▶ _WHAT YOU WILL DO_:
Can you copy the listing from its first line through the line that contains "pixel 97 80", with "shoreline" replaced by "coastline" and everything else unchanged? Leave the pictures out.

▶ _DATASET RECORDS_:
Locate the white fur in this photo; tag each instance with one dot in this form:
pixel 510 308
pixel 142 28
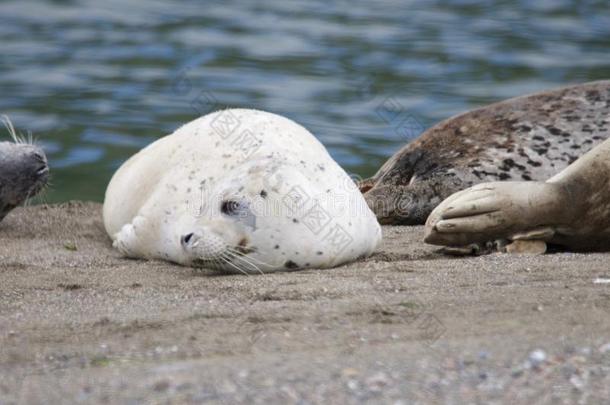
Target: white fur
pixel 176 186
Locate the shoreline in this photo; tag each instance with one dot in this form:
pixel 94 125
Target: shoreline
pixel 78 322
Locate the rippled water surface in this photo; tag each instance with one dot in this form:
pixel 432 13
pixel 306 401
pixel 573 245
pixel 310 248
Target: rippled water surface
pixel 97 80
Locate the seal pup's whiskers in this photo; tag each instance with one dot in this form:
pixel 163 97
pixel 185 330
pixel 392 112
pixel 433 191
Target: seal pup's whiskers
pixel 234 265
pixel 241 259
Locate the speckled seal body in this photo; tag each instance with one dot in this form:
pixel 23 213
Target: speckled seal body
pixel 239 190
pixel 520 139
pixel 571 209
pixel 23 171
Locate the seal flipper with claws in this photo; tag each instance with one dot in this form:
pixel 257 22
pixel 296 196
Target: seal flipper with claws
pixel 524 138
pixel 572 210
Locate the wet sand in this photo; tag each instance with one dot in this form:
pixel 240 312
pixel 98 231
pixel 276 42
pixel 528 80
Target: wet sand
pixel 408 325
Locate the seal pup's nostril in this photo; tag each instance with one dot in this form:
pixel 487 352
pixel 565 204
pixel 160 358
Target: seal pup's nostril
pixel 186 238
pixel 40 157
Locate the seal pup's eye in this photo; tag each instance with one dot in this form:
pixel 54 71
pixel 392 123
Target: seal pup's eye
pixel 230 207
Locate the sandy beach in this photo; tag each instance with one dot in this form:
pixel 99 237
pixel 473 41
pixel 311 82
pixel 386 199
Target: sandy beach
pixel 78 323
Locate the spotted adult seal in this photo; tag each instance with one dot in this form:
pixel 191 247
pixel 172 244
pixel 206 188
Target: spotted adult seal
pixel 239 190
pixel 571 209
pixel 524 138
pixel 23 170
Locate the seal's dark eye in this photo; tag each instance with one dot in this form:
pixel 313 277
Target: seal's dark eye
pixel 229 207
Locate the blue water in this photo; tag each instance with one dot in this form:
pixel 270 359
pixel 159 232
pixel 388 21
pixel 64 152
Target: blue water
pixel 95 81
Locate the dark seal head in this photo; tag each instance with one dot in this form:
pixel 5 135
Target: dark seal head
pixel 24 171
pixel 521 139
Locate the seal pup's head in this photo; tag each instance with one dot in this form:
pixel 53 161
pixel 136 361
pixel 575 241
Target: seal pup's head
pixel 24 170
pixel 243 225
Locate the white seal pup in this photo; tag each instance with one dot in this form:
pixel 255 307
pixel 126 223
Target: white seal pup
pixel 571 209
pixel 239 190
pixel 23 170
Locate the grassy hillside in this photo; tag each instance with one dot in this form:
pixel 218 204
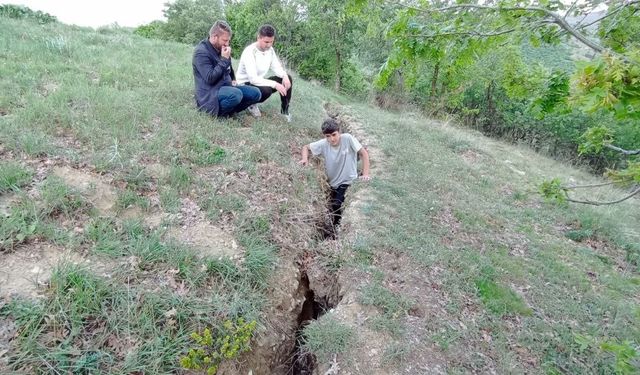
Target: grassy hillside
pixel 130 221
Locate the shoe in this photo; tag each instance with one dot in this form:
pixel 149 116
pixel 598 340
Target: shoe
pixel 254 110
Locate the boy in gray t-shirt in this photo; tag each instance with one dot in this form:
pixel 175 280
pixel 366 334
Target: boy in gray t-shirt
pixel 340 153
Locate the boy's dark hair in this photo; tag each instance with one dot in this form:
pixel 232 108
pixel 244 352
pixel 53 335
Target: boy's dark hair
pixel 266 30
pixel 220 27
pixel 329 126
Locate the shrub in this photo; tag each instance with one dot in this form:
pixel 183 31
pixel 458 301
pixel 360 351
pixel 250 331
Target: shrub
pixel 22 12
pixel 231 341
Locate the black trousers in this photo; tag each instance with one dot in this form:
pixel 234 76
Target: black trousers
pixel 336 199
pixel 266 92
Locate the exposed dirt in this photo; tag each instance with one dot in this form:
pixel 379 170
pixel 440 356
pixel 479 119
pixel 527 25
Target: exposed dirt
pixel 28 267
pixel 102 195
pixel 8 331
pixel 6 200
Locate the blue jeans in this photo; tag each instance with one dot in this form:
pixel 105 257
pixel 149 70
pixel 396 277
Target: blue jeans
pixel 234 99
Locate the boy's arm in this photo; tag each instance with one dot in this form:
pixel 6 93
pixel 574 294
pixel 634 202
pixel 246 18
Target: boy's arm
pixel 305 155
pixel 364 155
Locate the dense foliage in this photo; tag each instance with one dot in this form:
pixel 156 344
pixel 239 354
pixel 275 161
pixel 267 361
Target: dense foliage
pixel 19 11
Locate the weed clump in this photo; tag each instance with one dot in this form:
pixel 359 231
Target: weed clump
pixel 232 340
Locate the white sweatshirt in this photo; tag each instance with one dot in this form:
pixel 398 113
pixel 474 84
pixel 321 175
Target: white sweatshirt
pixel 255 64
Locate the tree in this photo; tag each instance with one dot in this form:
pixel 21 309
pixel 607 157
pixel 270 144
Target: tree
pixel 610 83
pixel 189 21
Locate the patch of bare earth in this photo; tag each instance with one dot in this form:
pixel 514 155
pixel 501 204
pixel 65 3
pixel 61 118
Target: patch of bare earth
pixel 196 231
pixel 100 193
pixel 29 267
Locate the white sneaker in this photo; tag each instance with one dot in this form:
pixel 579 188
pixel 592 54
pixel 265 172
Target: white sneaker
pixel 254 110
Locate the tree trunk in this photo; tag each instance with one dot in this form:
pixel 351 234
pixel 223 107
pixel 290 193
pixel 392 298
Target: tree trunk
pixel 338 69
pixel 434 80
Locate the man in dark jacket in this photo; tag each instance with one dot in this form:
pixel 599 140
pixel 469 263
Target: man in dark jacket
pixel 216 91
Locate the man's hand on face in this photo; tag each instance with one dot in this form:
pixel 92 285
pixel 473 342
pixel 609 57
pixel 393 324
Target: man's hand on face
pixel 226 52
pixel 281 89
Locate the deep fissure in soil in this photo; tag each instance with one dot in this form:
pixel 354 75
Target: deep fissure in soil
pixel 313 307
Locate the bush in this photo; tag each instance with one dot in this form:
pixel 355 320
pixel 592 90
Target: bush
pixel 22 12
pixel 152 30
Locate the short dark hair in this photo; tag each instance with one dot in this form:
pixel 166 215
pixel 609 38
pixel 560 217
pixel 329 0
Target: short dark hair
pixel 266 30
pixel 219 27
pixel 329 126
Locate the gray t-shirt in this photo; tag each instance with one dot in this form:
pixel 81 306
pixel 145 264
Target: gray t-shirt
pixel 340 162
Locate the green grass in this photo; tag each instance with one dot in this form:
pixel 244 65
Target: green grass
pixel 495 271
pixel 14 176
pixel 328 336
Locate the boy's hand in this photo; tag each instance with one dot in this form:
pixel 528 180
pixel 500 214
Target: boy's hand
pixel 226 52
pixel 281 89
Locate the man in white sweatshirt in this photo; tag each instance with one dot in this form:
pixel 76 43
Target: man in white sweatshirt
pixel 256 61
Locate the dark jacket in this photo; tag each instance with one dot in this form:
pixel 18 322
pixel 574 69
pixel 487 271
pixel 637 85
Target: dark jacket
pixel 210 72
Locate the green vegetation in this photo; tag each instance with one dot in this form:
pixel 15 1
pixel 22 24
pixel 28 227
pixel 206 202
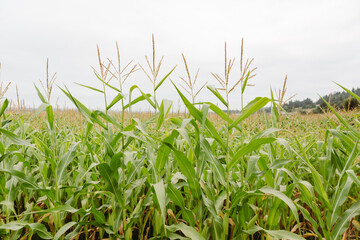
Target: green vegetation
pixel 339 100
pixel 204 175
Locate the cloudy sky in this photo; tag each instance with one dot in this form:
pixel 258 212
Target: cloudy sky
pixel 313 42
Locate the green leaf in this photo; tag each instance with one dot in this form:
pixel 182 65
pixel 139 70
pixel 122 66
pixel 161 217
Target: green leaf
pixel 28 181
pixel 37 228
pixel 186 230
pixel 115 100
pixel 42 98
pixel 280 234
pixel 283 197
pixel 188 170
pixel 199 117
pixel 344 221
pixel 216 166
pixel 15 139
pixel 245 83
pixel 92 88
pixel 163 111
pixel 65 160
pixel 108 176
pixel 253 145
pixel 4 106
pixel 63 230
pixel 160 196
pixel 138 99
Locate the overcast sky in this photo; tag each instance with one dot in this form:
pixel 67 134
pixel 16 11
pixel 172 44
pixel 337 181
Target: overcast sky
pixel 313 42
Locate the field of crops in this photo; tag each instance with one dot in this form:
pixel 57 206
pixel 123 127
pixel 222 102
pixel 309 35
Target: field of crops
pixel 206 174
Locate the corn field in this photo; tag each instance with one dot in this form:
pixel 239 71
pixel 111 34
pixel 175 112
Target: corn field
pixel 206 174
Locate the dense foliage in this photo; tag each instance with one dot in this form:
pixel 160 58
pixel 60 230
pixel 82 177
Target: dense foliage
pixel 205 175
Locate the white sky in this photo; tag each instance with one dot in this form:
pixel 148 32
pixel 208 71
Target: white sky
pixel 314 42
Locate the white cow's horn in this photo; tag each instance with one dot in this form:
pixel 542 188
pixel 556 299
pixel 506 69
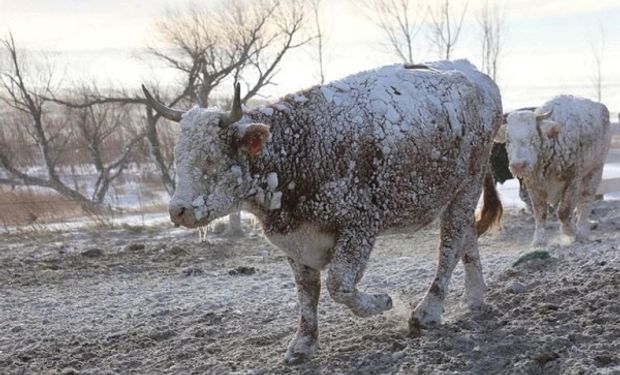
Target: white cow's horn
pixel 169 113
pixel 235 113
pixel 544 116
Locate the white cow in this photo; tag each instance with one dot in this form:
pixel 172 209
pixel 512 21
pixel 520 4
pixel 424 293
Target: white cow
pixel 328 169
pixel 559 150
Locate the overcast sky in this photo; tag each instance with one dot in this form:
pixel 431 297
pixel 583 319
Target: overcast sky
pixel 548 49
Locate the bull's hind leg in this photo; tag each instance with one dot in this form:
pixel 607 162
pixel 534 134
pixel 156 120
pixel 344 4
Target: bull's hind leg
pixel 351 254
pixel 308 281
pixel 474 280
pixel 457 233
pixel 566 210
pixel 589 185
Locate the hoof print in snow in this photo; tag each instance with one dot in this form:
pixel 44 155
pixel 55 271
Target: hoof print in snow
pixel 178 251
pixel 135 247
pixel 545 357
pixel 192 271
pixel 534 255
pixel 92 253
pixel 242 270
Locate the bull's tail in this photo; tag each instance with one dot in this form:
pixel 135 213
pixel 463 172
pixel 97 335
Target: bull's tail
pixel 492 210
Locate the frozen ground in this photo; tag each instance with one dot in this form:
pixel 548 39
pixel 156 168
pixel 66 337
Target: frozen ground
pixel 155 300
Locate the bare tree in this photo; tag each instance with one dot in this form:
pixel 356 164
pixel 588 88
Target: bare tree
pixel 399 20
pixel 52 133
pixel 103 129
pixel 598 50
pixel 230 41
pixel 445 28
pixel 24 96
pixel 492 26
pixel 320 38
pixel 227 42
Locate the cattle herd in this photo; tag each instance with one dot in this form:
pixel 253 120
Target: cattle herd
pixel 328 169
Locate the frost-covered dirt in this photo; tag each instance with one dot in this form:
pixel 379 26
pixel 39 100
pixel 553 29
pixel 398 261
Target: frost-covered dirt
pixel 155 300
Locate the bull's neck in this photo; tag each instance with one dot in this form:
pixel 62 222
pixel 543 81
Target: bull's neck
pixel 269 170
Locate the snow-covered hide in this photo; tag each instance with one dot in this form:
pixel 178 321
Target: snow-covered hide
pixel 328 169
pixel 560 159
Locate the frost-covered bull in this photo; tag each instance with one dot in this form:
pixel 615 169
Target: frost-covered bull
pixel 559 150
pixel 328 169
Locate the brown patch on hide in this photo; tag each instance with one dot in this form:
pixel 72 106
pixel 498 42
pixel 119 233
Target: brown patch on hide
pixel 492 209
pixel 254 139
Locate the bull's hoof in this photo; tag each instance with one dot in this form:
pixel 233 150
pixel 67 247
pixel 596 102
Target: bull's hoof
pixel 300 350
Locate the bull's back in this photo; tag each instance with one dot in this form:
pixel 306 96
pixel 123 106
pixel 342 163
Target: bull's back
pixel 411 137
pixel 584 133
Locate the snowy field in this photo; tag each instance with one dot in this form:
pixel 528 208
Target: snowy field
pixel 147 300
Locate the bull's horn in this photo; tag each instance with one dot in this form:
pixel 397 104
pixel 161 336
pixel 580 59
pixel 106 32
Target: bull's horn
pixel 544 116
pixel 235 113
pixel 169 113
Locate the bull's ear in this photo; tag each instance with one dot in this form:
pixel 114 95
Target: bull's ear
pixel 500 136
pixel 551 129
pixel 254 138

▶ _FINAL RESULT_:
Locate the white fur in this photo; tag each instance with one dot in this form:
pixel 510 308
pixel 142 28
Target: white fur
pixel 176 186
Locate the coastline in this photo; tag each instance with one dot in this form:
pixel 94 125
Target: coastline
pixel 78 322
Locate the rippled water surface in this photo; tag each instance with one dot in this form:
pixel 432 13
pixel 306 401
pixel 573 245
pixel 310 248
Target: rippled water surface
pixel 97 80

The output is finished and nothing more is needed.